> **What to work on**
List every line in the records below that contains the word "rear".

Entries from a dataset:
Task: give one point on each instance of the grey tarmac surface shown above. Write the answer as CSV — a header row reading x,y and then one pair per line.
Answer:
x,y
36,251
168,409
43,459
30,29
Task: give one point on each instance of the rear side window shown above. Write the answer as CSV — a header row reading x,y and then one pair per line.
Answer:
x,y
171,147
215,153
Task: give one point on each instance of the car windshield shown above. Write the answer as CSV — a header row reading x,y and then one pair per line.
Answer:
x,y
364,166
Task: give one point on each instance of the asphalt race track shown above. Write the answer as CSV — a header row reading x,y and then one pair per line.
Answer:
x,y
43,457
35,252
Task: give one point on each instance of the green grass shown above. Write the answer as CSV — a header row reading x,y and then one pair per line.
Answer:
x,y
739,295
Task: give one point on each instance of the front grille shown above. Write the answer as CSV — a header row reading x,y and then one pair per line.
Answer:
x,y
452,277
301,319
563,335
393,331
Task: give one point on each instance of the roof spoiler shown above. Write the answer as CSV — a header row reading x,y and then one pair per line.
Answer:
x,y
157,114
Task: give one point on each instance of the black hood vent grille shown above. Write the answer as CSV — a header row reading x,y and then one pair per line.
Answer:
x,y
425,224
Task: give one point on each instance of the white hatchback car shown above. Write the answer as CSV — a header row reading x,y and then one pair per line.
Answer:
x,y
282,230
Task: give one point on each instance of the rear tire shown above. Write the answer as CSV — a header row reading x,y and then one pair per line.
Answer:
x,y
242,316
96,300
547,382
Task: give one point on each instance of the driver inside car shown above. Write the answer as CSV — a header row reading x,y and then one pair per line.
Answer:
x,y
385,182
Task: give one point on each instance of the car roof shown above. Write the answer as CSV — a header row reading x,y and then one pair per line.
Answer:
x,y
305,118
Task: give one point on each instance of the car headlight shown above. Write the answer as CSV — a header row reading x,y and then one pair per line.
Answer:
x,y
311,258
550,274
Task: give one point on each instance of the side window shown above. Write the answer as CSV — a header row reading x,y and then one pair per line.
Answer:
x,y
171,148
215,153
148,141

--

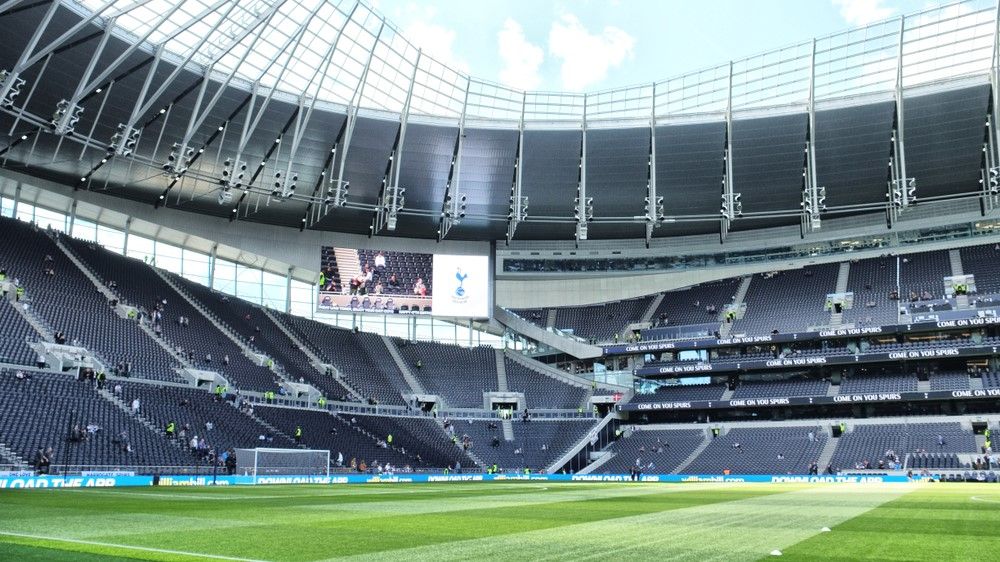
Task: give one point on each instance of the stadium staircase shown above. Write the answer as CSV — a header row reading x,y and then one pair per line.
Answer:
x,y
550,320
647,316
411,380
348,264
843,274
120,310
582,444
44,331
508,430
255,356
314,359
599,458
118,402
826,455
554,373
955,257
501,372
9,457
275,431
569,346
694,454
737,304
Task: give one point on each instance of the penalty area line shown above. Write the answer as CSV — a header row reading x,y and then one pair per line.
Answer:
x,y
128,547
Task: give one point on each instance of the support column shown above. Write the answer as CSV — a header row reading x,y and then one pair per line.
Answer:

> **Reply**
Task: give one point on each instance of the rear side window shown above. Write the answer as CSV — a header row reading x,y and then one pair per line.
Task: give one point on each instance of the rear tire shown above. Write the answer as CSV — a header row reading x,y and then one pair per line.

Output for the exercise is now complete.